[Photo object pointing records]
**********

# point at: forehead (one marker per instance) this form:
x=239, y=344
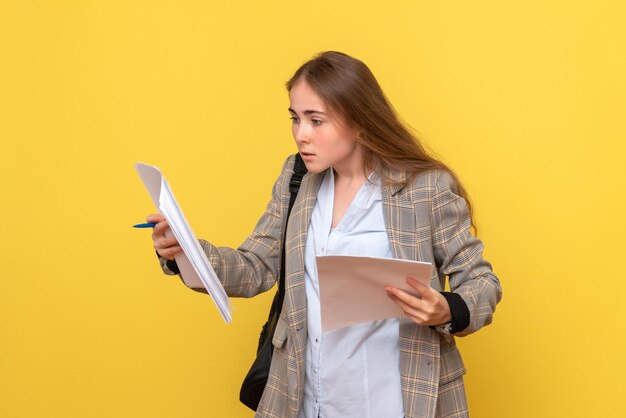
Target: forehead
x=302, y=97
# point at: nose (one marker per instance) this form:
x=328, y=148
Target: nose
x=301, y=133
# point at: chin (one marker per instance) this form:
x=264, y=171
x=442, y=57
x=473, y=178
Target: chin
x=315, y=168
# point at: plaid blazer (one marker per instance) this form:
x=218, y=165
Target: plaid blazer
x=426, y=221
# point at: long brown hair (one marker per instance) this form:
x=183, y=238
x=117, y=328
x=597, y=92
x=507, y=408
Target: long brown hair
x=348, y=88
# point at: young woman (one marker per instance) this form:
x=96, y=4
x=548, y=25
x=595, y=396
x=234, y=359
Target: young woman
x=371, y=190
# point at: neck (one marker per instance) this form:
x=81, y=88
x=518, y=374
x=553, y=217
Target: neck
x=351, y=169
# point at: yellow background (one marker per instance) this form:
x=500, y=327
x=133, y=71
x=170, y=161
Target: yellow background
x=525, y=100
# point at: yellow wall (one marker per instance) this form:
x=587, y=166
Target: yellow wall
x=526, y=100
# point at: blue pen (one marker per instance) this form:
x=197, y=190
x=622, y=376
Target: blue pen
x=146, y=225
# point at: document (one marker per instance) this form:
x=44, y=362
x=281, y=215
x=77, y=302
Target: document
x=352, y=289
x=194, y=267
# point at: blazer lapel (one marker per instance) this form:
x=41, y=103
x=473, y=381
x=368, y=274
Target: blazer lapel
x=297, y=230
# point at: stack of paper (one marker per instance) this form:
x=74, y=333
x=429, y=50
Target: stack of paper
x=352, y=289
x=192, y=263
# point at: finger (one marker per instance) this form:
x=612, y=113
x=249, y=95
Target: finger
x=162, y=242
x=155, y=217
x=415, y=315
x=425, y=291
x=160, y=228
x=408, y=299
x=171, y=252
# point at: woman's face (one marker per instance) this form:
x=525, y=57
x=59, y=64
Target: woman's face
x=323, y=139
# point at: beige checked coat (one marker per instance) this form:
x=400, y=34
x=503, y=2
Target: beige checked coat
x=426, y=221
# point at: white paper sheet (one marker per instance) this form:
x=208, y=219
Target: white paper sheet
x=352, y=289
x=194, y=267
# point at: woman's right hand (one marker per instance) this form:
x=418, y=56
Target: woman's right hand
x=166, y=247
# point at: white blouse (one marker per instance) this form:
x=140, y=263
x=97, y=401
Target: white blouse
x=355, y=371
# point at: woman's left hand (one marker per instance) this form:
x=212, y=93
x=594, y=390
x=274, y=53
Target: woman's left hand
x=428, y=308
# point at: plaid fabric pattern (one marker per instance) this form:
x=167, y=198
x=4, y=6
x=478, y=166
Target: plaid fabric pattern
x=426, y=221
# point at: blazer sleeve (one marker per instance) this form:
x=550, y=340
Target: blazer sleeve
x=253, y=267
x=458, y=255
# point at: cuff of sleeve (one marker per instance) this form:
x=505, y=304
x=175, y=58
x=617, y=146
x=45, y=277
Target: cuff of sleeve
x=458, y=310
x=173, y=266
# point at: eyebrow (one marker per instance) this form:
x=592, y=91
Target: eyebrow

**********

* _Problem to work on_: Transcribe exactly, and only, the lines from the one bearing "# point at: woman's face" through the last line of the entries, counting both.

* _Result of this task_:
# point at: woman's face (one marker per instance) this form:
x=525, y=57
x=59, y=64
Target: woman's face
x=323, y=139
# point at: beige checked coat (one marker per instance) this form:
x=400, y=34
x=503, y=2
Target: beige checked coat
x=426, y=221
# point at: white paper sheet (one marker per instance) this form:
x=208, y=219
Target: white paper sheet
x=352, y=289
x=194, y=267
# point at: woman's right hand (one marker per instance) this form:
x=418, y=56
Target: woman's right hand
x=166, y=247
# point at: white blouse (one marker per instance) this form:
x=140, y=263
x=97, y=401
Target: white blouse
x=355, y=371
# point at: woman's left hand (one marker per instance) this form:
x=212, y=93
x=594, y=390
x=274, y=53
Target: woman's left hand
x=428, y=308
# point at: plaid fabric pattern (one marker per instance) this form:
x=167, y=198
x=4, y=6
x=478, y=166
Target: plaid fabric pattern
x=426, y=221
# point at: blazer sleeve (one marker per instance) this form:
x=550, y=340
Target: blazer sleeve
x=253, y=267
x=458, y=255
# point at: cuff of sleeve (one marker per instance) this form:
x=505, y=304
x=175, y=58
x=617, y=146
x=45, y=277
Target: cuff of sleeve
x=458, y=310
x=173, y=266
# point at: eyebrow (one marker per instance) this form:
x=592, y=91
Target: eyebrow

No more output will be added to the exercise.